— Start Document segment —
[lustre-devel] [PATCH 22/24] lustre: lnet: add enhanced statistics

James Simmons jsimmons at infradead.org
Sun Oct 14 16:50:44 PDT 2018


> From: Amir Shehata <amir.shehata at intel.com>
> 
> Added statistics to track the different types of
> LNet messages which are sent/received/dropped

Reviewed-by: James Simmons <jsimmons at infradead.org>
 
> WC-bug-id: https://jira.whamcloud.com/browse/LU-9480
> Signed-off-by: Amir Shehata <amir.shehata at intel.com>
> Signed-off-by: Olaf Weber <olaf at sgi.com>
> Reviewed-on: https://review.whamcloud.com/25795
> Signed-off-by: NeilBrown <neilb at suse.com>
> ---
>  .../staging/lustre/include/linux/lnet/lib-lnet.h   |   12 ++
>  .../staging/lustre/include/linux/lnet/lib-types.h  |   20 +++
>  .../lustre/include/uapi/linux/lnet/libcfs_ioctl.h  |    3 -
>  drivers/staging/lustre/lnet/lnet/api-ni.c          |   45 +++++++-
>  drivers/staging/lustre/lnet/lnet/lib-move.c        |  116 +++++++++++++++++++-
>  drivers/staging/lustre/lnet/lnet/lib-msg.c         |   16 ++-
>  drivers/staging/lustre/lnet/lnet/net_fault.c       |    3 -
>  drivers/staging/lustre/lnet/lnet/peer.c            |   26 +++-
>  8 files changed, 217 insertions(+), 24 deletions(-)
— End Document segment —
Job 1
Answer these questions about the LNet statistics patch post:
(a) Who is listed as the original author of the patch?
(b) In which file does the summary show the largest number of changed lines?
(c) How many files, insertions, and deletions does the summary report?
Job 2
Continue the LNet statistics patch post, starting right after its file-change summary.
The lines that come after this patch post are not needed for anything here.
— Start Given information —
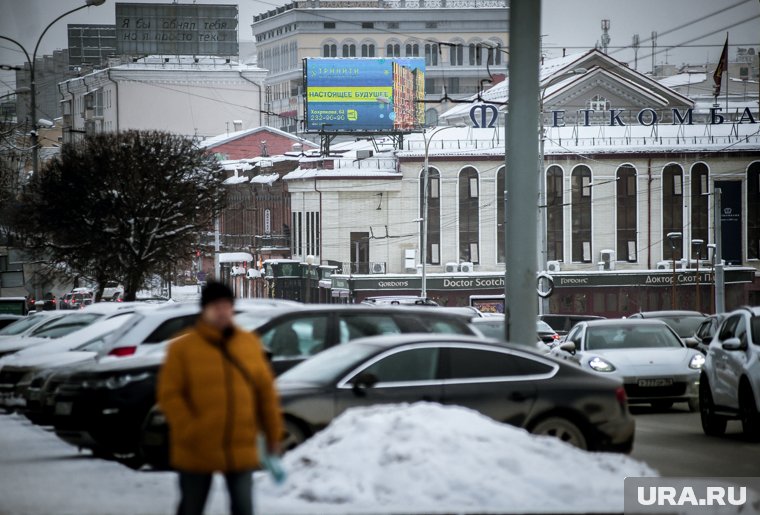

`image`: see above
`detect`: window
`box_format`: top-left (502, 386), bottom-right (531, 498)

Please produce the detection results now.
top-left (449, 43), bottom-right (464, 66)
top-left (338, 315), bottom-right (401, 343)
top-left (571, 165), bottom-right (591, 263)
top-left (362, 43), bottom-right (375, 57)
top-left (425, 43), bottom-right (440, 66)
top-left (261, 314), bottom-right (328, 359)
top-left (662, 164), bottom-right (683, 259)
top-left (546, 165), bottom-right (565, 261)
top-left (444, 348), bottom-right (552, 379)
top-left (322, 43), bottom-right (338, 57)
top-left (616, 165), bottom-right (638, 262)
top-left (420, 168), bottom-right (441, 265)
top-left (361, 348), bottom-right (440, 383)
top-left (343, 43), bottom-right (356, 57)
top-left (747, 161), bottom-right (760, 259)
top-left (496, 166), bottom-right (507, 263)
top-left (691, 163), bottom-right (710, 248)
top-left (459, 166), bottom-right (480, 263)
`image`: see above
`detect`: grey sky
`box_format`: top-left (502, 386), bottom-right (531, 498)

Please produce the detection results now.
top-left (0, 0), bottom-right (760, 94)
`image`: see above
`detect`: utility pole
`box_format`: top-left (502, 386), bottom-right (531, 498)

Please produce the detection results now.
top-left (504, 0), bottom-right (541, 345)
top-left (713, 188), bottom-right (726, 313)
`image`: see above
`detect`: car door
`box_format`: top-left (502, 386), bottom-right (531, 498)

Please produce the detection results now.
top-left (442, 345), bottom-right (553, 426)
top-left (335, 344), bottom-right (442, 416)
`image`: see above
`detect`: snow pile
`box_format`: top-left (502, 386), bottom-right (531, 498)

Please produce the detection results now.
top-left (257, 403), bottom-right (657, 513)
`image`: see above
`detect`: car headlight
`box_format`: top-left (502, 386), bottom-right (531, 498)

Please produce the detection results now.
top-left (689, 353), bottom-right (705, 370)
top-left (588, 357), bottom-right (615, 372)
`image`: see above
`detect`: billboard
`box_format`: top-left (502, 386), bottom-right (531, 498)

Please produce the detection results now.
top-left (116, 3), bottom-right (238, 56)
top-left (304, 58), bottom-right (425, 132)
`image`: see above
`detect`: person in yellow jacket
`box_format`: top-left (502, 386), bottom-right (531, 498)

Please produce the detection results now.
top-left (157, 283), bottom-right (283, 515)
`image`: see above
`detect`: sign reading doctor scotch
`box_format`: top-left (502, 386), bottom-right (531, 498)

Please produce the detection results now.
top-left (304, 58), bottom-right (425, 133)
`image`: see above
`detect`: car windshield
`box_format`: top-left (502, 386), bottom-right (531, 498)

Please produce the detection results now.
top-left (586, 325), bottom-right (683, 350)
top-left (660, 316), bottom-right (705, 338)
top-left (277, 343), bottom-right (377, 384)
top-left (0, 316), bottom-right (42, 336)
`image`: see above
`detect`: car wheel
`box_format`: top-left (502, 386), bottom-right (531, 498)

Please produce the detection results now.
top-left (739, 384), bottom-right (760, 441)
top-left (282, 420), bottom-right (306, 452)
top-left (699, 376), bottom-right (728, 436)
top-left (531, 417), bottom-right (588, 450)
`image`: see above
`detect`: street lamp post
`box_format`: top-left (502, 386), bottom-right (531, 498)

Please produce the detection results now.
top-left (0, 0), bottom-right (106, 173)
top-left (420, 125), bottom-right (461, 299)
top-left (691, 240), bottom-right (705, 312)
top-left (668, 232), bottom-right (683, 309)
top-left (538, 68), bottom-right (588, 315)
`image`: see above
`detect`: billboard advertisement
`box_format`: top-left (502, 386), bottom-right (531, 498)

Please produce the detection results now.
top-left (116, 3), bottom-right (238, 56)
top-left (304, 58), bottom-right (425, 132)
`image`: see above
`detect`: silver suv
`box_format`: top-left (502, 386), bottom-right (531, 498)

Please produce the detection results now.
top-left (699, 307), bottom-right (760, 441)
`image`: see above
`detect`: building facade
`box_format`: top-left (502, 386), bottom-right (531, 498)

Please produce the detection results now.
top-left (251, 0), bottom-right (508, 132)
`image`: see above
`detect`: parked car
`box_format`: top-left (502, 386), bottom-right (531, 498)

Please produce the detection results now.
top-left (270, 335), bottom-right (634, 453)
top-left (559, 319), bottom-right (705, 411)
top-left (628, 311), bottom-right (707, 348)
top-left (699, 307), bottom-right (760, 441)
top-left (538, 314), bottom-right (604, 339)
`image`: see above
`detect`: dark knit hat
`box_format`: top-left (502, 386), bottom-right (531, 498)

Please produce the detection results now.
top-left (201, 281), bottom-right (235, 308)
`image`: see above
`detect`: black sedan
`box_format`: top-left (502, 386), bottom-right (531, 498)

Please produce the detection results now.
top-left (278, 335), bottom-right (634, 453)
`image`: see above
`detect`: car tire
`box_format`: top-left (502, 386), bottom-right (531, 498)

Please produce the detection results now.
top-left (531, 416), bottom-right (589, 451)
top-left (282, 419), bottom-right (307, 452)
top-left (699, 376), bottom-right (728, 436)
top-left (739, 383), bottom-right (760, 442)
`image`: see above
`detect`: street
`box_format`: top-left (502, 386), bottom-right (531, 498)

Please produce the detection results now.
top-left (0, 406), bottom-right (760, 515)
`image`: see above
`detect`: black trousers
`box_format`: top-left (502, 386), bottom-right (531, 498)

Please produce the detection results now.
top-left (177, 470), bottom-right (253, 515)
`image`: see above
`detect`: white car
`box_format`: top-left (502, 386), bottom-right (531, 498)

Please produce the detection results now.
top-left (556, 319), bottom-right (705, 411)
top-left (699, 307), bottom-right (760, 441)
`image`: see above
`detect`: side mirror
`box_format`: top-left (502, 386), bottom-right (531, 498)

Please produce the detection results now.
top-left (723, 338), bottom-right (747, 351)
top-left (351, 372), bottom-right (377, 395)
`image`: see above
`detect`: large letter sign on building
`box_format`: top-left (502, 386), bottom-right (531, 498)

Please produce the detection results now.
top-left (304, 58), bottom-right (425, 132)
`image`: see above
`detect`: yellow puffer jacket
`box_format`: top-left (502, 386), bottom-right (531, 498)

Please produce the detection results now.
top-left (158, 321), bottom-right (283, 473)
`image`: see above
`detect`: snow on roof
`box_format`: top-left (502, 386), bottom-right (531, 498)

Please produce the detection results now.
top-left (219, 252), bottom-right (253, 263)
top-left (257, 403), bottom-right (657, 514)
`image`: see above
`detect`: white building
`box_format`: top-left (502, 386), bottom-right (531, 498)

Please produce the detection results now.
top-left (58, 56), bottom-right (266, 142)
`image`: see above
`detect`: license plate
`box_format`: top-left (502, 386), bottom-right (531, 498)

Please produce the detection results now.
top-left (639, 379), bottom-right (673, 388)
top-left (55, 402), bottom-right (71, 415)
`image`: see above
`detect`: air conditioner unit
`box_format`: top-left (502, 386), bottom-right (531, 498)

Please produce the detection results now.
top-left (443, 262), bottom-right (459, 274)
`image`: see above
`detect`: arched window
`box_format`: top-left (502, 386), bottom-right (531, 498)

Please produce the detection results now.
top-left (496, 166), bottom-right (507, 263)
top-left (546, 165), bottom-right (565, 261)
top-left (616, 165), bottom-right (638, 263)
top-left (691, 163), bottom-right (710, 248)
top-left (420, 168), bottom-right (441, 265)
top-left (662, 164), bottom-right (683, 259)
top-left (425, 43), bottom-right (439, 66)
top-left (459, 166), bottom-right (480, 263)
top-left (571, 165), bottom-right (591, 263)
top-left (747, 161), bottom-right (760, 259)
top-left (362, 43), bottom-right (375, 57)
top-left (343, 43), bottom-right (356, 57)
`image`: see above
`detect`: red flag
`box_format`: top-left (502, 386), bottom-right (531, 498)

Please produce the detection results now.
top-left (713, 34), bottom-right (728, 97)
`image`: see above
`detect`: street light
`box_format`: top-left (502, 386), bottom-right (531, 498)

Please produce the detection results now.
top-left (0, 0), bottom-right (106, 173)
top-left (668, 232), bottom-right (683, 309)
top-left (691, 240), bottom-right (705, 312)
top-left (420, 125), bottom-right (463, 299)
top-left (538, 68), bottom-right (588, 315)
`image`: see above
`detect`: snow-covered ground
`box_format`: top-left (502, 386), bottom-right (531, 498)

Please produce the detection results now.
top-left (0, 403), bottom-right (656, 515)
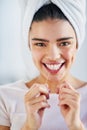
— End Given information —
Written reply 1
(a) Amir Shehata
(b) drivers/staging/lustre/lnet/lnet/lib-move.c, with 116 changed lines
(c) 8 files changed, 217 insertions, 24 deletions

Written reply 2
> 
> diff --git a/drivers/staging/lustre/include/linux/lnet/lib-lnet.h b/drivers/staging/lustre/include/linux/lnet/lib-lnet.h
> index adb4d0551ef5..91980f60a50d 100644
> --- a/drivers/staging/lustre/include/linux/lnet/lib-lnet.h
> +++ b/drivers/staging/lustre/include/linux/lnet/lib-lnet.h
> @@ -575,7 +575,7 @@ void lnet_set_reply_msg_len(struct lnet_ni *ni, struct lnet_msg *msg,
>  void lnet_finalize(struct lnet_msg *msg, int rc);
>  
>  void lnet_drop_message(struct lnet_ni *ni, int cpt, void *private,
> -		       unsigned int nob);
> +		       unsigned int nob, __u32 msg_type);
>  void lnet_drop_delayed_msg_list(struct list_head *head, char *reason);
>  void lnet_recv_delayed_msg_list(struct list_head *head);
>  
> @@ -825,4 +825,14 @@ lnet_peer_needs_push(struct lnet_peer *lp)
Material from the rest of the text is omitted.